Directions for this task: Copy these items out again, swapping every "pale" for "light" and leaving all else unchanged.

(Records from a point-labeling set)

☆ ☆ ☆ ☆

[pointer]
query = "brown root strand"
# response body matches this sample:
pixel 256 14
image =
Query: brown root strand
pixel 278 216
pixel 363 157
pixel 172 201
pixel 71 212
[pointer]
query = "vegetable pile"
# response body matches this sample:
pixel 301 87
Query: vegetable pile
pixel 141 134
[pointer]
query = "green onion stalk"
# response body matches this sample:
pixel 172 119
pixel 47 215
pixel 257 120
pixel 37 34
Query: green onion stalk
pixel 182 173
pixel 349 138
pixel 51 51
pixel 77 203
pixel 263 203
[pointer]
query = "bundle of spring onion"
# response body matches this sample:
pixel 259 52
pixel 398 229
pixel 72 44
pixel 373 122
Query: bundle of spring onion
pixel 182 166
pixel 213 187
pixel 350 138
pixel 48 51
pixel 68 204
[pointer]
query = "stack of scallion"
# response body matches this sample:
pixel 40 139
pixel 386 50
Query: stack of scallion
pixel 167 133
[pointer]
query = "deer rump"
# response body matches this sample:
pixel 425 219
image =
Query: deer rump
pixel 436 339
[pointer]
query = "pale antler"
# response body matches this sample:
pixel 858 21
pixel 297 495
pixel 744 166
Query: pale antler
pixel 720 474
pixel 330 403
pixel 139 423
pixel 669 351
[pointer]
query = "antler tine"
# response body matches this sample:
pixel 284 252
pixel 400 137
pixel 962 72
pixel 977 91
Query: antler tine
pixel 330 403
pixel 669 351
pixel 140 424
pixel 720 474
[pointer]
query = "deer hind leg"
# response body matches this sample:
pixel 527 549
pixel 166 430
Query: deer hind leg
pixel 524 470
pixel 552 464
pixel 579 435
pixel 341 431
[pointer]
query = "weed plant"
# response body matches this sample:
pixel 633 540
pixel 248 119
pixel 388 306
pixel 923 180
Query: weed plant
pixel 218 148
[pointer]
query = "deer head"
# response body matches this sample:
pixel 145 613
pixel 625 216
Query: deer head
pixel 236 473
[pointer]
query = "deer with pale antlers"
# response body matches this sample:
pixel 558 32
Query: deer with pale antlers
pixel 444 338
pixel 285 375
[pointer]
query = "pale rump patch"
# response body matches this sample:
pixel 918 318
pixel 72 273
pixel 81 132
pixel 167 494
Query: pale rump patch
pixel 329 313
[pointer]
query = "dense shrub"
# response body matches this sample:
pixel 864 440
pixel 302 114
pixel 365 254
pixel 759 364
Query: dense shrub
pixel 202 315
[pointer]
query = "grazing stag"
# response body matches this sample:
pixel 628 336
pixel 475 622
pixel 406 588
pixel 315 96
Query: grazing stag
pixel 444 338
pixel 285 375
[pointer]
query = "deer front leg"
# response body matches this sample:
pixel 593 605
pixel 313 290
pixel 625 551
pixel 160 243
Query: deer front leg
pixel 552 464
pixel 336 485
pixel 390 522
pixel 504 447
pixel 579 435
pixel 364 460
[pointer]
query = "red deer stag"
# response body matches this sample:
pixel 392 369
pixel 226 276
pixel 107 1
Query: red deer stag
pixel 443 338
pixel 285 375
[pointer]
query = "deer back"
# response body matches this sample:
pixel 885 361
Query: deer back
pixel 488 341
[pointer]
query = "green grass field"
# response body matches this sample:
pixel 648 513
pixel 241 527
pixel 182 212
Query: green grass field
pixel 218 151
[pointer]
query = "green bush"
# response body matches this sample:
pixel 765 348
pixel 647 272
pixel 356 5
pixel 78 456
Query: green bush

☆ ☆ ☆ ☆

Completed task:
[pointer]
query = "brown root strand"
# response body matches this sample:
pixel 256 14
image =
Query: brown root strand
pixel 278 216
pixel 363 157
pixel 172 201
pixel 71 212
[pointer]
query = "vegetable pile"
# response body matches this sample:
pixel 301 87
Query: vegetable pile
pixel 141 134
[pointer]
query = "green onion stalk"
# response body matches this sample:
pixel 172 119
pixel 47 215
pixel 257 120
pixel 37 34
Query: green onion stalk
pixel 182 173
pixel 349 138
pixel 51 51
pixel 77 203
pixel 263 203
[pointer]
query = "bundle of spring onion"
# response body matches this sample:
pixel 259 52
pixel 398 229
pixel 72 44
pixel 373 122
Query: bundle of spring onion
pixel 182 166
pixel 213 187
pixel 350 138
pixel 48 51
pixel 68 204
[pointer]
query = "stack of scallion"
# response body matches this sample:
pixel 40 139
pixel 386 50
Query: stack of scallion
pixel 167 133
[pointer]
query = "deer rump"
# response body matches this sample:
pixel 425 219
image =
Query: deer rump
pixel 436 339
[pointer]
query = "light antler"
# response body matches this sample:
pixel 858 21
pixel 297 495
pixel 744 166
Query: light antler
pixel 720 474
pixel 330 403
pixel 139 423
pixel 669 351
[pointer]
query = "antler tine"
# response body matches this sample:
pixel 284 252
pixel 400 137
pixel 962 72
pixel 977 91
Query: antler tine
pixel 330 403
pixel 669 351
pixel 140 424
pixel 720 474
[pointer]
query = "deer hind leg"
# response body matches this sample:
pixel 527 549
pixel 166 430
Query: deer hind leg
pixel 524 470
pixel 552 464
pixel 579 435
pixel 341 431
[pointer]
query = "weed plant"
# response body matches this sample:
pixel 633 540
pixel 248 119
pixel 388 306
pixel 923 180
Query: weed plant
pixel 218 148
[pointer]
query = "deer head"
# response body matches this sample:
pixel 145 613
pixel 625 216
Query: deer head
pixel 236 473
[pointer]
query = "deer with light antlers"
# response body matches this sample:
pixel 558 32
Query: deer with light antlers
pixel 444 338
pixel 285 375
[pointer]
query = "light rump patch"
# response body matches this sample:
pixel 918 318
pixel 72 273
pixel 81 132
pixel 167 494
Query: light rump patch
pixel 329 313
[pointer]
query = "dense shrub"
# response body matches this sample:
pixel 864 440
pixel 302 114
pixel 365 254
pixel 759 364
Query: dense shrub
pixel 202 315
[pointer]
query = "grazing stag"
# response body matches this sample:
pixel 628 336
pixel 475 622
pixel 406 588
pixel 315 96
Query: grazing stag
pixel 444 338
pixel 285 375
[pointer]
query = "deer front leg"
# response body matches this sample:
pixel 593 605
pixel 313 290
pixel 625 551
pixel 160 243
Query: deer front leg
pixel 552 464
pixel 336 485
pixel 390 522
pixel 504 447
pixel 579 435
pixel 364 460
[pointer]
query = "red deer stag"
# response body matches this sample:
pixel 392 369
pixel 226 276
pixel 107 1
Query: red deer stag
pixel 443 338
pixel 285 375
[pointer]
query = "deer back"
# response body matches this sample:
pixel 885 361
Query: deer back
pixel 488 341
[pointer]
query = "green grass field"
# response body matches this sample:
pixel 648 513
pixel 241 527
pixel 182 212
Query: green grass field
pixel 218 151
[pointer]
query = "green bush"
# response body matches this sample:
pixel 765 348
pixel 647 272
pixel 356 5
pixel 78 456
Query: green bush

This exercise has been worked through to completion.